=== Objectif ===
Recopie en entier, sans rien y changer, l'extrait sur l'amendement n° 56.

=== Extrait à lire ===
--*--

Toutefois, cette précision, plutôt que d’être insérée dans la loi elle-même, devrait figurer dans les conventions qui régiront les relations entre le Gouvernement et chacun des opérateurs chargés de la mise en œuvre des projets.
Toutes ces précisions inscrites dans la loi ont tendance à rendre les projets plus lourds, plus administratifs, plus compliqués et moins créatifs. Or il importe de laisser une grande marge de liberté aux opérateurs, dans le cadre très précis qui leur est fixé, avec une convention indiquant le déroulement du processus.
Cela étant, je ne m’oppose évidemment pas de manière absolue à la prise en compte de l’attractivité du territoire au moment de la sélection, et je m’en remets à la sagesse de la Haute Assemblée.
M. le président. Monsieur Adnot, l’amendement n° 56 est-il maintenu ?
M. Philippe Adnot. Il s’agit moins de considérer l’attractivité du territoire que d’éviter que les conventions ne contiennent des contre-indications à l’effet de levier escompté avec des fonds ou des appels d’offre internationaux.
Aujourd’hui, loin d’être enfermés dans l’Hexagone, nos laboratoires de recherche participent à des appels d’offre internationaux.
Si M. le ministre s’engage à veiller à la prise en compte de cet aspect, je veux bien retirer l’amendement, car il n’est pas dans mon intention d’alourdir le texte. Cet engagement public me suffirait.
M. le président. La parole est à M. le ministre.
M. Éric Woerth, ministre. Je reconnais votre sagesse, monsieur Adnot.
Je veillerai à ce que cette précision figure dans le texte de chaque convention, puisqu’il est toujours préférable d’évoquer ce qui semble aller de soi.

--*--

=== Extrait de données ===

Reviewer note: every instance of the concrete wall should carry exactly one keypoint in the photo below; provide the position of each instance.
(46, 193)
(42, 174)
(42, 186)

--*--

=== La solution ===
Toutefois, cette précision, plutôt que d’être insérée dans la loi elle-même, devrait figurer dans les conventions qui régiront les relations entre le Gouvernement et chacun des opérateurs chargés de la mise en œuvre des projets.
Toutes ces précisions inscrites dans la loi ont tendance à rendre les projets plus lourds, plus administratifs, plus compliqués et moins créatifs. Or il importe de laisser une grande marge de liberté aux opérateurs, dans le cadre très précis qui leur est fixé, avec une convention indiquant le déroulement du processus.
Cela étant, je ne m’oppose évidemment pas de manière absolue à la prise en compte de l’attractivité du territoire au moment de la sélection, et je m’en remets à la sagesse de la Haute Assemblée.
M. le président. Monsieur Adnot, l’amendement n° 56 est-il maintenu ?
M. Philippe Adnot. Il s’agit moins de considérer l’attractivité du territoire que d’éviter que les conventions ne contiennent des contre-indications à l’effet de levier escompté avec des fonds ou des appels d’offre internationaux.
Aujourd’hui, loin d’être enfermés dans l’Hexagone, nos laboratoires de recherche participent à des appels d’offre internationaux.
Si M. le ministre s’engage à veiller à la prise en compte de cet aspect, je veux bien retirer l’amendement, car il n’est pas dans mon intention d’alourdir le texte. Cet engagement public me suffirait.
M. le président. La parole est à M. le ministre.
M. Éric Woerth, ministre. Je reconnais votre sagesse, monsieur Adnot.
Je veillerai à ce que cette précision figure dans le texte de chaque convention, puisqu’il est toujours préférable d’évoquer ce qui semble aller de soi.